Exactly reproduce the lines from the line containing "Drop one dot on each instance of the hand" to the end of the data below, inclusive, and nothing else.
# RECORDED DATA start
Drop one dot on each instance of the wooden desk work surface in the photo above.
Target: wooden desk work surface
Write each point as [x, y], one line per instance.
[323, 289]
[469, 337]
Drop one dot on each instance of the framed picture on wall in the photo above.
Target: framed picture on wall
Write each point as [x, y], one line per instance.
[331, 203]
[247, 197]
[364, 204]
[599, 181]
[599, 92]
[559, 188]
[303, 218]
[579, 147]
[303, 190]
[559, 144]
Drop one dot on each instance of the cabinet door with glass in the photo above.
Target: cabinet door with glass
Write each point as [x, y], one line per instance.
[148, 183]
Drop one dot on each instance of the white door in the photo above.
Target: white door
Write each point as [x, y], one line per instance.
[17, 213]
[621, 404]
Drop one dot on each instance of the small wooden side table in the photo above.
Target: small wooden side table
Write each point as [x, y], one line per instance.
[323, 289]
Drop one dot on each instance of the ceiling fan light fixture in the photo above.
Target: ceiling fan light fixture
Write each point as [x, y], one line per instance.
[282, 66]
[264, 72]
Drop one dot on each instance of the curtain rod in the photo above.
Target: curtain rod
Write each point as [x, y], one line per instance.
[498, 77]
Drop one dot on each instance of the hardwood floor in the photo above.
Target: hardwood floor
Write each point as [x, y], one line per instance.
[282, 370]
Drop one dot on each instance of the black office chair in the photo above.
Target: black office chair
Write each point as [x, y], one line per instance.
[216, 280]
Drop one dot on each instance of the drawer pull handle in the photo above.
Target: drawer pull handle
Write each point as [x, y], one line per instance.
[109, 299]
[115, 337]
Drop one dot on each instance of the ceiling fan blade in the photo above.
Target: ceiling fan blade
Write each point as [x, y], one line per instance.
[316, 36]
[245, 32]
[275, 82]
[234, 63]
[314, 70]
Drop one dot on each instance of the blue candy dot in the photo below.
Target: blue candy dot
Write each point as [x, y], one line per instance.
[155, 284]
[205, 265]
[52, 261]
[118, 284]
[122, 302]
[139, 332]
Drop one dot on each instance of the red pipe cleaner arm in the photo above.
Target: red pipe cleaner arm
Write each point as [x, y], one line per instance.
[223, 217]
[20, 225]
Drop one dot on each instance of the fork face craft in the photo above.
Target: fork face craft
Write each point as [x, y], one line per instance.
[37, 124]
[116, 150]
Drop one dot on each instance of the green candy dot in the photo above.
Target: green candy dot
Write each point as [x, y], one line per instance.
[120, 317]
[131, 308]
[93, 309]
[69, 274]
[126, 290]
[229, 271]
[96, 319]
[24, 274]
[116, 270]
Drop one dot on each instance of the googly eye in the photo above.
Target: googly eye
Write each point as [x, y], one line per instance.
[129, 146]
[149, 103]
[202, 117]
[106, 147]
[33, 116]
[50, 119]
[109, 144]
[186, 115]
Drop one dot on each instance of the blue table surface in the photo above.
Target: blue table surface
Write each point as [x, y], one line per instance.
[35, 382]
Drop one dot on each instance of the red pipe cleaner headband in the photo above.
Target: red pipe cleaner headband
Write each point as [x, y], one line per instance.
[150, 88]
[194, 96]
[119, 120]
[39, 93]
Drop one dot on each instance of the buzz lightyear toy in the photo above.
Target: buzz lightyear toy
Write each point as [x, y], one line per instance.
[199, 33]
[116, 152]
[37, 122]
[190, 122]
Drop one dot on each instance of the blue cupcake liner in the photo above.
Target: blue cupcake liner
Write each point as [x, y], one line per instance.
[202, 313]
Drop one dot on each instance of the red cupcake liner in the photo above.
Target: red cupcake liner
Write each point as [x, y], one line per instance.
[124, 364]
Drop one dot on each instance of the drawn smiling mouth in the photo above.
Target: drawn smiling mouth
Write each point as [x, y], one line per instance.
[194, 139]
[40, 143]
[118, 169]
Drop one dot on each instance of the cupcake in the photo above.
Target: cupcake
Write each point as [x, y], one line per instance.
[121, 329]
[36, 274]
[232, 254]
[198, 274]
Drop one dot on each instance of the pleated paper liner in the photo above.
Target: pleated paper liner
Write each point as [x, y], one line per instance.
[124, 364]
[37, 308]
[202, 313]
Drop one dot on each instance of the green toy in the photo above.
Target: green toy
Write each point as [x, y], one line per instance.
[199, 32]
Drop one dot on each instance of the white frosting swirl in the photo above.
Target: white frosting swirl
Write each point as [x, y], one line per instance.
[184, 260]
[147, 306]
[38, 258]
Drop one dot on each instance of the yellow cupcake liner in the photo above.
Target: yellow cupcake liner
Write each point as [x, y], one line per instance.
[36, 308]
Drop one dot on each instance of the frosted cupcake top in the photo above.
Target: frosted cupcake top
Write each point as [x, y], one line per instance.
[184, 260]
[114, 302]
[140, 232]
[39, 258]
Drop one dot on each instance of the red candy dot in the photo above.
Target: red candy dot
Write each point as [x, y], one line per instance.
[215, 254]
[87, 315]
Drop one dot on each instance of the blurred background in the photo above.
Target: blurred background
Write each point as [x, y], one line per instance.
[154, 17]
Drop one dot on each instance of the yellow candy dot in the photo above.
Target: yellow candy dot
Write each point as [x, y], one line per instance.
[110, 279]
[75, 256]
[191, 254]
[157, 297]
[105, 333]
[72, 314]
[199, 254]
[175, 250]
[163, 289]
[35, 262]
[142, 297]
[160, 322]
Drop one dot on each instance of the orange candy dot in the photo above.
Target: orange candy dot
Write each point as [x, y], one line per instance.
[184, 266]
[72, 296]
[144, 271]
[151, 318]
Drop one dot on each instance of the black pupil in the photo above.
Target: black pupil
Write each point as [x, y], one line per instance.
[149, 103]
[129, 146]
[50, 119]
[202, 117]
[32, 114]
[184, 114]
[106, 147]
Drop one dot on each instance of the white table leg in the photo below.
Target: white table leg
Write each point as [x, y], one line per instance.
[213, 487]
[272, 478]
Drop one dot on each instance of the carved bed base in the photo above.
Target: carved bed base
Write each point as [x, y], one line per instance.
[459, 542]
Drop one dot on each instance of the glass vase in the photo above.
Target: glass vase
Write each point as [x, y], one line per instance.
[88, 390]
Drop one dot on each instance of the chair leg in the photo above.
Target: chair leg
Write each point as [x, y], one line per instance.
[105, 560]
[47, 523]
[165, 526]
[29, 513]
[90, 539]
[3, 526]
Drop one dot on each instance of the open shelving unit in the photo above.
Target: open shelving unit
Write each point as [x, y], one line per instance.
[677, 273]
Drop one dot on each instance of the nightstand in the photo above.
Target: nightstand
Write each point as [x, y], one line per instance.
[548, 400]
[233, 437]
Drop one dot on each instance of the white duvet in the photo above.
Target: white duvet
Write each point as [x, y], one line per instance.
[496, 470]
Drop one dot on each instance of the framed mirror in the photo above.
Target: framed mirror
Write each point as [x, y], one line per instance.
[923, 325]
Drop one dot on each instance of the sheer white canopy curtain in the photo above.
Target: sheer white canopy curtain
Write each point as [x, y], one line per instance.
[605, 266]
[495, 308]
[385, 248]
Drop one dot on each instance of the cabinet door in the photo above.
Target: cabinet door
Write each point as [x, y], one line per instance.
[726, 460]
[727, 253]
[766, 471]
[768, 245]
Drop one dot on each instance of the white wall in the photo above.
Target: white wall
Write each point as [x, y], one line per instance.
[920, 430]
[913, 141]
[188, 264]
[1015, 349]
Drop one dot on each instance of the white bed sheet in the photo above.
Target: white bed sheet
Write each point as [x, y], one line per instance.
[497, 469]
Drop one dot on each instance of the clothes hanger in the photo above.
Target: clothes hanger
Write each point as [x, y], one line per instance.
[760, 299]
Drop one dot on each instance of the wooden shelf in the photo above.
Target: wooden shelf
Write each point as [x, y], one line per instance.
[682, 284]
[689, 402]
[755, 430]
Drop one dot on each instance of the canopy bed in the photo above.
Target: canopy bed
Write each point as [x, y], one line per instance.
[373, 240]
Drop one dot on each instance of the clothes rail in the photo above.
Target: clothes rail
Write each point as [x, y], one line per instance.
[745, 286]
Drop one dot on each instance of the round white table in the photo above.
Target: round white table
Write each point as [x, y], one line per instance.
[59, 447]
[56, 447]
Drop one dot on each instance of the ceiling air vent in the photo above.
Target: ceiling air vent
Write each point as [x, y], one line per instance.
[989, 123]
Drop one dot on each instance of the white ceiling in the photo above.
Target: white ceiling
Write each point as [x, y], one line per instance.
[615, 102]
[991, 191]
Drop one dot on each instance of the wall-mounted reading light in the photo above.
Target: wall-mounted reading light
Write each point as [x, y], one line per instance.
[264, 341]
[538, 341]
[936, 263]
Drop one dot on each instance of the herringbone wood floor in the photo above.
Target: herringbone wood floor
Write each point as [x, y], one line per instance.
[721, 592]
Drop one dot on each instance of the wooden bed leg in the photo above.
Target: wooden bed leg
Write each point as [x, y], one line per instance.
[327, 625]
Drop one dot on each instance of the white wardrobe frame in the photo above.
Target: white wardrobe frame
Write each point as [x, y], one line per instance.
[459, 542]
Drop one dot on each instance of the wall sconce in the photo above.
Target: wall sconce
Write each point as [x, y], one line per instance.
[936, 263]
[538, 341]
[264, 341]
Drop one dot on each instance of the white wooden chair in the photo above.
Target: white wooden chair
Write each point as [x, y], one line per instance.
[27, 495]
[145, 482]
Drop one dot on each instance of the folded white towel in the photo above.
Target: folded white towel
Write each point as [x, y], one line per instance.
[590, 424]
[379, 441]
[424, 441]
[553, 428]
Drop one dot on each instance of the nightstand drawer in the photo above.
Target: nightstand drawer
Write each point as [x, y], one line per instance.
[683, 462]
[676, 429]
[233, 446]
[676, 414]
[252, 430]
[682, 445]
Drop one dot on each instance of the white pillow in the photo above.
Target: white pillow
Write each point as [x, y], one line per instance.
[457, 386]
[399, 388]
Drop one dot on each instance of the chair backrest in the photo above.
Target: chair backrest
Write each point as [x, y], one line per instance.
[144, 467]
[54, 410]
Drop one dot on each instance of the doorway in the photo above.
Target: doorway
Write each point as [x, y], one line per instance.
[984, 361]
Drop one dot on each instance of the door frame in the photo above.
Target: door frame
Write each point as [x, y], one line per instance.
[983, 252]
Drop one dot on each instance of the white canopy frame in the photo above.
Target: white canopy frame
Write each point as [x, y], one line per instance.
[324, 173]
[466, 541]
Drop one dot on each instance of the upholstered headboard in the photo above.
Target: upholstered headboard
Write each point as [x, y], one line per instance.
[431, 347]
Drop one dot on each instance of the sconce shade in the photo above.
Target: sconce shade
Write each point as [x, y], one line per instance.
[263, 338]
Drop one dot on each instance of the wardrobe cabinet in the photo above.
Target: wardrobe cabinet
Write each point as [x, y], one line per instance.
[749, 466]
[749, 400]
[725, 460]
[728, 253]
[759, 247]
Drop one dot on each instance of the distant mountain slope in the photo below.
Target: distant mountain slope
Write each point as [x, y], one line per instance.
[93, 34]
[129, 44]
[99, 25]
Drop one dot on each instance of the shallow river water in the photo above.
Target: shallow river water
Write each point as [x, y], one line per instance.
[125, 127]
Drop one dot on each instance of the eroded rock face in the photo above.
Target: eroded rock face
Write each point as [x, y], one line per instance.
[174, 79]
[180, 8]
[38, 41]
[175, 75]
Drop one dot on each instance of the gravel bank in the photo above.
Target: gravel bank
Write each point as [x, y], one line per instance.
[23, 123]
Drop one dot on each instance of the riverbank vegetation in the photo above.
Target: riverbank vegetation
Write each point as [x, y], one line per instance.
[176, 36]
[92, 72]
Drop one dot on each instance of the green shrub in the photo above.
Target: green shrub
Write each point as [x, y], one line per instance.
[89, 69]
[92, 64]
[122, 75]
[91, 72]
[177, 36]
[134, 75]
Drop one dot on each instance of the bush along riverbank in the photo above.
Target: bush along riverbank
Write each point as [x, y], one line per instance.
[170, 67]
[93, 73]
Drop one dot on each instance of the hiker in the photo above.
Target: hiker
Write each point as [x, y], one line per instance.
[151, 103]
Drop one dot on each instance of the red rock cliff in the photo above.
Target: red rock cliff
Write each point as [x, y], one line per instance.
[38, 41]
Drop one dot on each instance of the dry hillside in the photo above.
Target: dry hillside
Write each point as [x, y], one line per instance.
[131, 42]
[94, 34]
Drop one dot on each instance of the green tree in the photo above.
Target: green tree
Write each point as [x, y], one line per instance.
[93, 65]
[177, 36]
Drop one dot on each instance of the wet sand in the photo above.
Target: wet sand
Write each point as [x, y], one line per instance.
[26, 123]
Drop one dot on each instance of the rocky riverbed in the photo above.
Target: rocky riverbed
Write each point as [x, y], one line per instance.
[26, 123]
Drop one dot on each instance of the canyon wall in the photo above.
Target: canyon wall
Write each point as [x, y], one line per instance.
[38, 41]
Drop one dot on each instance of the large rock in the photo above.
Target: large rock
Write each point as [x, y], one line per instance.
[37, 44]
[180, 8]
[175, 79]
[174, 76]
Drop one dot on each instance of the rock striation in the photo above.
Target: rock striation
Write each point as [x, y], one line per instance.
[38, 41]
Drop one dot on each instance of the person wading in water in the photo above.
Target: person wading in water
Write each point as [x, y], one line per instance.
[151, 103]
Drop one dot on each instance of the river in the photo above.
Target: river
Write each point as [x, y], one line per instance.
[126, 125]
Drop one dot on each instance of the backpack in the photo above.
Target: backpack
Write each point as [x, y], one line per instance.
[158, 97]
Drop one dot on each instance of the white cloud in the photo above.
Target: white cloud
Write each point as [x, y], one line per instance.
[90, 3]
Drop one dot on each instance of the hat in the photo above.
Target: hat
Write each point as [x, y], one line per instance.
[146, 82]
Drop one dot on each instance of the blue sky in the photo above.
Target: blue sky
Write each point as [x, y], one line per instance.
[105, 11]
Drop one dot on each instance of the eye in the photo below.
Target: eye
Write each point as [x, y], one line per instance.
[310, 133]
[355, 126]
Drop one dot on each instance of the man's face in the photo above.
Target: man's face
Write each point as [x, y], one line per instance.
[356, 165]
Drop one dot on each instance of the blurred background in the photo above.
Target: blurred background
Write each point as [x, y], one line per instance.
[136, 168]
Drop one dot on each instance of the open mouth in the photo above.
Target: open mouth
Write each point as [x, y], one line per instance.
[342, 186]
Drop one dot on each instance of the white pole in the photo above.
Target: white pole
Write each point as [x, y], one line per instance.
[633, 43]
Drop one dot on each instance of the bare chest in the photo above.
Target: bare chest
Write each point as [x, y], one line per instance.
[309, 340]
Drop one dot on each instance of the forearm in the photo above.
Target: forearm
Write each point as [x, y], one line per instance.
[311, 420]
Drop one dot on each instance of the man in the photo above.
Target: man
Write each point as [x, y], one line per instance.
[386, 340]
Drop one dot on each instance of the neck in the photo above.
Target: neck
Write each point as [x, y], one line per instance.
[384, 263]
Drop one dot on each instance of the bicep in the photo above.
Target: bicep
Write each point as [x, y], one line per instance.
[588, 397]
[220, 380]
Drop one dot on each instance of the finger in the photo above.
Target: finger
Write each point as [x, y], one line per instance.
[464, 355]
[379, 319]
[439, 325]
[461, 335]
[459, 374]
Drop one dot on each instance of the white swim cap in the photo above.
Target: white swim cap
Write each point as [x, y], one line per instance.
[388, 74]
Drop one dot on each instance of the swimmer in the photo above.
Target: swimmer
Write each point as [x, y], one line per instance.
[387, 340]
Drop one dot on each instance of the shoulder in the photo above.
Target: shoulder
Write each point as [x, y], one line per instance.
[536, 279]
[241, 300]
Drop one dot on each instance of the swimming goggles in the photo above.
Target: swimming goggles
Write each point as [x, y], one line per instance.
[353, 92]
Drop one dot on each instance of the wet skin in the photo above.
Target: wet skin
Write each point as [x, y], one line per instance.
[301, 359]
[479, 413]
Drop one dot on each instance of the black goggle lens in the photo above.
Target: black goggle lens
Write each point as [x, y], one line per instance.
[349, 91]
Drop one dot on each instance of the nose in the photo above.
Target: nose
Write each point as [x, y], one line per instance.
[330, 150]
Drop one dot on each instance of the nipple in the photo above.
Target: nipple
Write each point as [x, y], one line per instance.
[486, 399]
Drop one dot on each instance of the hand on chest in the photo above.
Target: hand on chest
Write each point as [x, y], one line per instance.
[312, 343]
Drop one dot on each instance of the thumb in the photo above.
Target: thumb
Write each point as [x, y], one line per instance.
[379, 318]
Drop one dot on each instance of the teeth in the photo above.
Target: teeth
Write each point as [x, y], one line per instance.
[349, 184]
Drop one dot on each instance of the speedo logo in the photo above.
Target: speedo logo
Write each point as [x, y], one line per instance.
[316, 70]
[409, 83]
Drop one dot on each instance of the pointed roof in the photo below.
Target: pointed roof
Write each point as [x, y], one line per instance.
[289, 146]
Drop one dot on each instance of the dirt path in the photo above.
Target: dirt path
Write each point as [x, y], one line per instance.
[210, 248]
# RECORDED DATA end
§ **RESPONSE**
Drop one dot on each instance of the hand on chest in the photo above.
Target: hand on chest
Write each point as [x, y], one line per instance.
[312, 343]
Drop one dot on each instance of the thumb in the photo above.
Target: thumb
Write each point as [x, y], one line per instance.
[379, 318]
Drop one dot on each instance of the teeth in the photo above.
Target: teeth
Write each point as [x, y], one line per instance.
[349, 184]
Drop one dot on each instance of the speedo logo in the photo above.
Target: speedo logo
Write each point as [x, y], one line per instance.
[316, 70]
[409, 83]
Drop one dot on each instance of the pointed roof in the photo below.
Target: pointed roof
Write each point as [x, y], one line per instance.
[289, 146]
Drop one dot on each instance of the dirt path in the photo above.
Target: dirt path
Write each point as [x, y], one line per instance.
[210, 248]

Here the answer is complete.